Made a Presets Edition fork
Hey there! đź‘‹
So... I spent a couple days torturing Gemini 3 Pro and Claude Sonnet 4.5 to build what I'm calling the UGI Leaderboard: Presets Edition. This message is also written by AI (Claude specifically), because at this point why fight it, right?
What it is
Basically took your CSV results and rebuilt the entire interface from scratch with 10 preset scoring systems. Divine RP and Erotic Storyteller got the top spots because—let's be real—that's what like 90% of people are actually using local LLMs for. I've seen more "best model for RP?" questions than I can count across LocalLLaMA and SillyTavern.
The other presets cover stuff like:
- T-800 Logic (pure reasoning, no feelings)
- Literary Virtuoso (for the pretentious writers among us)
- Anti-Slop (fights generic AI outputs... ironically built with AI)
- Dark Novelist, Dungeon Master, etc.

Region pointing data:
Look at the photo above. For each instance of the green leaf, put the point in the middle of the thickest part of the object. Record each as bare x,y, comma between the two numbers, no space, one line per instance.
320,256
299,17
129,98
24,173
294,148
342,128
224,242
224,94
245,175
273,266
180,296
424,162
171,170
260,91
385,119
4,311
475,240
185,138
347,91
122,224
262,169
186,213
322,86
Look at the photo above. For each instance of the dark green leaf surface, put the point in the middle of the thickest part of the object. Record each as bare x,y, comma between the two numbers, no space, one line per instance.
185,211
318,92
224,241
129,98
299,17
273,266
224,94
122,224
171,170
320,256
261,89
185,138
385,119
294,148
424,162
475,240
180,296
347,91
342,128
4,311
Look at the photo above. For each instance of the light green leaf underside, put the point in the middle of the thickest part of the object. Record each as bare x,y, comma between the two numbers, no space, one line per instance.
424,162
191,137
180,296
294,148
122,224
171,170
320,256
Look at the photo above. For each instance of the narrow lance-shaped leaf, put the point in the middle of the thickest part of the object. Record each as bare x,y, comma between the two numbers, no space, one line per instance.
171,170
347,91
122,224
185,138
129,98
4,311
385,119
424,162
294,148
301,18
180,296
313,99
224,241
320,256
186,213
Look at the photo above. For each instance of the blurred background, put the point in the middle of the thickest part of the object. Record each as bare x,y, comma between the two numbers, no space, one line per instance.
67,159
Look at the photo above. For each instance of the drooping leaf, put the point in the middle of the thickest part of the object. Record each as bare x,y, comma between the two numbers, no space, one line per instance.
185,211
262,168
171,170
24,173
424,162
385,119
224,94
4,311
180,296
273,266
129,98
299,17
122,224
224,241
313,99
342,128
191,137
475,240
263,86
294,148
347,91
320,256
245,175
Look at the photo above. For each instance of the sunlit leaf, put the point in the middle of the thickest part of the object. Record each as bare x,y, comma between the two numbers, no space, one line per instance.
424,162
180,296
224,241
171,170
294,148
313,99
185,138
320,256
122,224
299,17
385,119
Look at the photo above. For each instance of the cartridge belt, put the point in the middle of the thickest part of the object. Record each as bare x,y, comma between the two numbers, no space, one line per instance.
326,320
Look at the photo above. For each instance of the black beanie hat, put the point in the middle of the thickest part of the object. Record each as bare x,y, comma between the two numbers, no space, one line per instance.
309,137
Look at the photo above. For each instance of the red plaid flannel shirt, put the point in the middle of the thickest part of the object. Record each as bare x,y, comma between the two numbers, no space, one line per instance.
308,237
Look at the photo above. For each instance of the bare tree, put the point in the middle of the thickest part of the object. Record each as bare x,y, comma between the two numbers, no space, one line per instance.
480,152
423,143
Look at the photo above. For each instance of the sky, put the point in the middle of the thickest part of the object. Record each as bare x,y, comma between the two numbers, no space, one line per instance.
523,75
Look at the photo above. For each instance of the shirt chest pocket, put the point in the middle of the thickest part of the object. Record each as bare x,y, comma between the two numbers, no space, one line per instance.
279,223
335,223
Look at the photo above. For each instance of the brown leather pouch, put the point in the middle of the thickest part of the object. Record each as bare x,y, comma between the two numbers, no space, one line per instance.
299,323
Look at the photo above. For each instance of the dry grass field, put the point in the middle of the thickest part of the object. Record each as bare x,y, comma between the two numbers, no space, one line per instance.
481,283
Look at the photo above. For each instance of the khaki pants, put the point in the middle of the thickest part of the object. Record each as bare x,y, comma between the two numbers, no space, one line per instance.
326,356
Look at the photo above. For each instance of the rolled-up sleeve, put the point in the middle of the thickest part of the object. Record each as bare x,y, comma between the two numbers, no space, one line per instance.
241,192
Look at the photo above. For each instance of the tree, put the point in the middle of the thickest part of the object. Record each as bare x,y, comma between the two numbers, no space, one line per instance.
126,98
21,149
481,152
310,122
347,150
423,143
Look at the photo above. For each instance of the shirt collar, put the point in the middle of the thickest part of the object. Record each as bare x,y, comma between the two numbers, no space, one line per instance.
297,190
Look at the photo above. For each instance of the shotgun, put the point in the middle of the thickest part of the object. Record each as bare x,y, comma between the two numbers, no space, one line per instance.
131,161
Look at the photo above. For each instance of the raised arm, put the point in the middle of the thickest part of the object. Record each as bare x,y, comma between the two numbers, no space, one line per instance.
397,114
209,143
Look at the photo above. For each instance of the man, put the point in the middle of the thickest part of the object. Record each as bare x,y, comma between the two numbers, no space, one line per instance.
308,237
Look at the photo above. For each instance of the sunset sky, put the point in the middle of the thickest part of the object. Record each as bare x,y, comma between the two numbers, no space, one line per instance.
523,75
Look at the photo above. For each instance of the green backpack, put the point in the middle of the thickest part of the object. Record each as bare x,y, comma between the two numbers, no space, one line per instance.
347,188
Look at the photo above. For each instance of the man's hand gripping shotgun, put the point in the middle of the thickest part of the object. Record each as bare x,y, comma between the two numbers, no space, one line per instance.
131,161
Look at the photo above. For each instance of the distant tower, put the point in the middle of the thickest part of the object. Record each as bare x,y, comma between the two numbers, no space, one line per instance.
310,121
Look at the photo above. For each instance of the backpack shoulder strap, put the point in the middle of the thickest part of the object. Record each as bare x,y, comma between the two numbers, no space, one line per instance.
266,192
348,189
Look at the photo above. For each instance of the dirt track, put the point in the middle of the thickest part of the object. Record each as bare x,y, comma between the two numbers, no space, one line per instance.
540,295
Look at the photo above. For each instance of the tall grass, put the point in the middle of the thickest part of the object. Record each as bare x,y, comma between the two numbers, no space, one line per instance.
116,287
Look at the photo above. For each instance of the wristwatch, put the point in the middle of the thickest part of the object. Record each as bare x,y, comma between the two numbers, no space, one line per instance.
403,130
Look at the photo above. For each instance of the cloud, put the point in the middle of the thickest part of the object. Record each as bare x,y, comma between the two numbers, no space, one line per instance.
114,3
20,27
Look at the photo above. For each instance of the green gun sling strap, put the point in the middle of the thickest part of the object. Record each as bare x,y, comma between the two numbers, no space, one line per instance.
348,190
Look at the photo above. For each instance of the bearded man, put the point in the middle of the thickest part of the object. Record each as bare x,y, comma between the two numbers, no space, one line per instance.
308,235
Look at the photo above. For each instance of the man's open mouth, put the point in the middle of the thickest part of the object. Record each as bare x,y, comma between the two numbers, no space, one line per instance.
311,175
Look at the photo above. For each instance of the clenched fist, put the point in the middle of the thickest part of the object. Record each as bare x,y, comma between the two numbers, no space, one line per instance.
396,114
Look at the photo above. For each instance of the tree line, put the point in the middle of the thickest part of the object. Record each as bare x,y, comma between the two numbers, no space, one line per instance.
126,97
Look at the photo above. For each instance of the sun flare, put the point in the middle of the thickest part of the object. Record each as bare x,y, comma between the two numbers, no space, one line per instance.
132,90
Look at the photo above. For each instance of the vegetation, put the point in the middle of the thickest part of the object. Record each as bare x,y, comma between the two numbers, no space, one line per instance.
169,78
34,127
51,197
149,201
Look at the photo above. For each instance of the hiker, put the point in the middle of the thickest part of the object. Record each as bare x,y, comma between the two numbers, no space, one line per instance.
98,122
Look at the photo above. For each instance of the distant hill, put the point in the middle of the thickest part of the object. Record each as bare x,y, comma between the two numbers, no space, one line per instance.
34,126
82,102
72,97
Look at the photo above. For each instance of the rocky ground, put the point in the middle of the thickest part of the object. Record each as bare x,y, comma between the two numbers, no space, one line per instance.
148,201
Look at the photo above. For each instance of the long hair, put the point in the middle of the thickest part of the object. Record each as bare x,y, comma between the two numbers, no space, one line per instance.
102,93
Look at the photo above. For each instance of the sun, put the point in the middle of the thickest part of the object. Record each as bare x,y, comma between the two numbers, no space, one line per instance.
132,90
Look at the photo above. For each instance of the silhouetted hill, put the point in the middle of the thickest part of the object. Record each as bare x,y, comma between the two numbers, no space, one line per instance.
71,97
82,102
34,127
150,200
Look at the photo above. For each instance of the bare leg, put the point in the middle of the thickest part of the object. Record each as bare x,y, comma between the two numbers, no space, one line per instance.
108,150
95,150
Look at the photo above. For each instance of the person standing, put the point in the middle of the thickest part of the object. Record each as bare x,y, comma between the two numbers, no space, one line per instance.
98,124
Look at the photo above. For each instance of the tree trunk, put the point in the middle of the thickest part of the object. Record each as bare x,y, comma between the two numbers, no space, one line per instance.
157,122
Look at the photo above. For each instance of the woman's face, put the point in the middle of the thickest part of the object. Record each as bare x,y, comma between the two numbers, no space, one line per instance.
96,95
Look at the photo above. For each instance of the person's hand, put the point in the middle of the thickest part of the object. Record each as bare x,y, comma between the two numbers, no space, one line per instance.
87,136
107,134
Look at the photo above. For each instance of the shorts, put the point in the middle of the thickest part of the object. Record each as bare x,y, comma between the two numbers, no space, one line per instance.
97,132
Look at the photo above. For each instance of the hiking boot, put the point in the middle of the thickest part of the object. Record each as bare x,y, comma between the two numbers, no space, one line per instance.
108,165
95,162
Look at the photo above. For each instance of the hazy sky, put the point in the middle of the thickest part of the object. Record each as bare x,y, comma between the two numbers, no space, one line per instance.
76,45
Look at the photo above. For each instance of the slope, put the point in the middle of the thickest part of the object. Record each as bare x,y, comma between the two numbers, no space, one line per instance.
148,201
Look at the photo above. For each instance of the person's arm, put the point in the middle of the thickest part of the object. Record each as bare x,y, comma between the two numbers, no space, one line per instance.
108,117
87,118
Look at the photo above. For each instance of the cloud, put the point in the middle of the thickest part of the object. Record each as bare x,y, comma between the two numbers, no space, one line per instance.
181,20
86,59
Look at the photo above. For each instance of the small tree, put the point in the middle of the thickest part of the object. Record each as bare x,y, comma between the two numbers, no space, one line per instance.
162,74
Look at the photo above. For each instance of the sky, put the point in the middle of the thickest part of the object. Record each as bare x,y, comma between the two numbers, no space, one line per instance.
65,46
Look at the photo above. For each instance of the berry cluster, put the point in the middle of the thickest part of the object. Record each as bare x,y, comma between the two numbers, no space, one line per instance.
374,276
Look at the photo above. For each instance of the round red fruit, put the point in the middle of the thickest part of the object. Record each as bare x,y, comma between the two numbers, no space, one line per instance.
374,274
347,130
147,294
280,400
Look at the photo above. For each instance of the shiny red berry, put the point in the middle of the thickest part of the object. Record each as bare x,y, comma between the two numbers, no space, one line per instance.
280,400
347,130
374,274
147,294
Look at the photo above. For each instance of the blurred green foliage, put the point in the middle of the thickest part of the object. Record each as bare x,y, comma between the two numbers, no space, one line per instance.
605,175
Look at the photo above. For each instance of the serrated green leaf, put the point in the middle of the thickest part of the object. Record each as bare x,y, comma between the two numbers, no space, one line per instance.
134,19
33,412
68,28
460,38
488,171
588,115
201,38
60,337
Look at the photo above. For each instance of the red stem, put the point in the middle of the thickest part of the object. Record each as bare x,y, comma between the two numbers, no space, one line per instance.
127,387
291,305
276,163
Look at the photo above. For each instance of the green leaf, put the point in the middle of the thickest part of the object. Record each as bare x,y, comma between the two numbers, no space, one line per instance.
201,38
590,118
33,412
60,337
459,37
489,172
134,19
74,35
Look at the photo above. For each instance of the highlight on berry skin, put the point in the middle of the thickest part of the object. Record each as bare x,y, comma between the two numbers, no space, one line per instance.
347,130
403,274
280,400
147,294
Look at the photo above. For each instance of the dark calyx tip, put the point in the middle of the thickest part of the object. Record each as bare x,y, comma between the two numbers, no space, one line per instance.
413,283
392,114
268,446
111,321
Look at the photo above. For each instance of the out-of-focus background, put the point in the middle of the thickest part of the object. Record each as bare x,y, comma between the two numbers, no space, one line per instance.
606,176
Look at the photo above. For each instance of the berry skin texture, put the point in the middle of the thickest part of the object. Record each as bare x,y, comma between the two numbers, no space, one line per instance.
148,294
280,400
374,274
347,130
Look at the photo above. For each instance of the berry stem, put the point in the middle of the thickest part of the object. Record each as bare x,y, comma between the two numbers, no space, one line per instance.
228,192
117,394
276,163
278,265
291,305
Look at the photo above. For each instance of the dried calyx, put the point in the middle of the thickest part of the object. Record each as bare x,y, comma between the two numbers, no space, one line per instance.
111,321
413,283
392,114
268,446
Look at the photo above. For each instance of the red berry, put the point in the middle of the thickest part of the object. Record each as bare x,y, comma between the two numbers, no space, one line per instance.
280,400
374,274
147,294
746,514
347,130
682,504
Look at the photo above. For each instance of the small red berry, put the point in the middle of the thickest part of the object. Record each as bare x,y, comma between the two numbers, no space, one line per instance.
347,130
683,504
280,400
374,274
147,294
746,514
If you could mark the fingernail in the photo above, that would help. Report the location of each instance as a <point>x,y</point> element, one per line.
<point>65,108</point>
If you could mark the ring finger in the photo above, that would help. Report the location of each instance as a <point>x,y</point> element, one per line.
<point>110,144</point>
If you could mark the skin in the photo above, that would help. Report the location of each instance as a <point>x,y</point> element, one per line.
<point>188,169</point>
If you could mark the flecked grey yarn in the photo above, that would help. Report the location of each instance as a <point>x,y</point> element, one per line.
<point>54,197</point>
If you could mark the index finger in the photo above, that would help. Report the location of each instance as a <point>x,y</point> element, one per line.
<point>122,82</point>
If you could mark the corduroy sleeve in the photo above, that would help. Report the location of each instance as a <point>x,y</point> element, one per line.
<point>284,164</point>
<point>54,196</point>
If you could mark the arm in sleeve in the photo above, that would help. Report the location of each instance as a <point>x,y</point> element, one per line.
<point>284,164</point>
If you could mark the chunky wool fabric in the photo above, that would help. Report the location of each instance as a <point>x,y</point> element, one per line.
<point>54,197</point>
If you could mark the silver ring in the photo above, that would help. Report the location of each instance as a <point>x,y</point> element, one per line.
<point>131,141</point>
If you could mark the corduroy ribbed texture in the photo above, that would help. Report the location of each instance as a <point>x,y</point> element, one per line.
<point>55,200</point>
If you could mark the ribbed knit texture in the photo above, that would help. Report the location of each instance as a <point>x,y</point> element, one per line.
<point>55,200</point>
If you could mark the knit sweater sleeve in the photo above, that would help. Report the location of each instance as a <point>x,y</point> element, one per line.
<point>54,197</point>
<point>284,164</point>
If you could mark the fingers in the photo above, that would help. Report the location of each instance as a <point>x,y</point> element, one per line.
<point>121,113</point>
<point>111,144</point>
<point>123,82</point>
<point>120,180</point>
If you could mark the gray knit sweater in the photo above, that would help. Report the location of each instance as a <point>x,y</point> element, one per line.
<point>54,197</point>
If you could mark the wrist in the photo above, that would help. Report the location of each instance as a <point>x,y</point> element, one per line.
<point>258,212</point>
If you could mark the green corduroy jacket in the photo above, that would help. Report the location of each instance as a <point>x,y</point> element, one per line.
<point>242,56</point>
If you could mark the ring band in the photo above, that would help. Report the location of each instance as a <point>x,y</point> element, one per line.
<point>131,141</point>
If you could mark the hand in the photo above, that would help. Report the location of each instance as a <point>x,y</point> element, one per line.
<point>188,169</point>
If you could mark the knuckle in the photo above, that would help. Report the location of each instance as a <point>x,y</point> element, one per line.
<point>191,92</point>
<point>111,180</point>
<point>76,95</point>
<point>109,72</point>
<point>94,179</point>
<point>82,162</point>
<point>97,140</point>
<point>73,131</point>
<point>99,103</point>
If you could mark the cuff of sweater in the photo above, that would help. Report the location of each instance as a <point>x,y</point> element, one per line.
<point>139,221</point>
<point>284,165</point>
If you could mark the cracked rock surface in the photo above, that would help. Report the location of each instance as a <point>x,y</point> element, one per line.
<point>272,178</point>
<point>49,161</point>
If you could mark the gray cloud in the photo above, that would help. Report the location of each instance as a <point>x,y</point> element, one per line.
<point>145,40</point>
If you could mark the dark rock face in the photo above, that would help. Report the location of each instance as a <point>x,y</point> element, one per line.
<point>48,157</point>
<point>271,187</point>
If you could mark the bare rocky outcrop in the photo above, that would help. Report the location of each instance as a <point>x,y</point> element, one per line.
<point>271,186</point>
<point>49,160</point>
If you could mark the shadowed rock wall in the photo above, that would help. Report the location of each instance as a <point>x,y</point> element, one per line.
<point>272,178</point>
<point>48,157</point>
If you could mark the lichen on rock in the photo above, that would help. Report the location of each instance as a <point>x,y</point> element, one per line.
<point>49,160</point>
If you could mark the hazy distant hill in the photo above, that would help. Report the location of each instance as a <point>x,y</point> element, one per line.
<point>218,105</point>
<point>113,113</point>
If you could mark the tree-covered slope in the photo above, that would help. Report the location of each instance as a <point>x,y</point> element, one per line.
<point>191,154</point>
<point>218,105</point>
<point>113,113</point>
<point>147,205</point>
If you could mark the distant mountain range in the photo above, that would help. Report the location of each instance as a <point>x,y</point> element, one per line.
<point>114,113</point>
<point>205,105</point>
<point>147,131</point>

» **EXERCISE SET**
1. Please copy the forum post about the leaderboard fork word for word, from "Made a Presets" to "reasoning, no feelings)".
2. Pick up the forum post about the leaderboard fork after its last line and keep writing it.
The data has nothing to do with what you are asked to do here.

» **ANSWERS TO THE TASKS**
1.
Made a Presets Edition fork
Hey there! đź‘‹
So... I spent a couple days torturing Gemini 3 Pro and Claude Sonnet 4.5 to build what I'm calling the UGI Leaderboard: Presets Edition. This message is also written by AI (Claude specifically), because at this point why fight it, right?
What it is
Basically took your CSV results and rebuilt the entire interface from scratch with 10 preset scoring systems. Divine RP and Erotic Storyteller got the top spots because—let's be real—that's what like 90% of people are actually using local LLMs for. I've seen more "best model for RP?" questions than I can count across LocalLLaMA and SillyTavern.
The other presets cover stuff like:
- T-800 Logic (pure reasoning, no feelings)

2.
Plus two "robustness" presets that actually broke because gauss_VerbNoun had a target of 0.85 but real values were ~0.008. Spent hours debugging why Perfect Balance was showing 0 models. Turns out when your minimum score is 0.00014 after clipping, the whole hybrid formula dies. Fun times.
The irony is not lost on me
This whole thing is peak AI slop—spaghetti code generated by throwing problems at LLMs until something worked. The scoring logic alone went through like 5 rewrites because the AI kept "fixing" things that weren't broken and breaking things that were. There's a 75-line config file that exists solely because we kept finding magic numbers everywhere.
But hey, it works? The UI is Gradio, loads your CSV, lets people filter by architecture/parameters/model type, has a compare feature with radar charts, and even a custom weights calculator if someone wants to make their own cursed preset.
Why am I telling you this
Not trying to step on toes or anything—you put serious work into the actual benchmarking, and that's the hard part. I just got curious if the preset concept might be useful for your main leaderboard. If you want any of this code, it's all yours. MIT license, do whatever.
Could be interesting to have something like "Show me the best RP model under 70B" without having to mentally calculate weighted averages. Or maybe it's useless and I just spent two days making a complicated sorting interface. Hard to tell at this point.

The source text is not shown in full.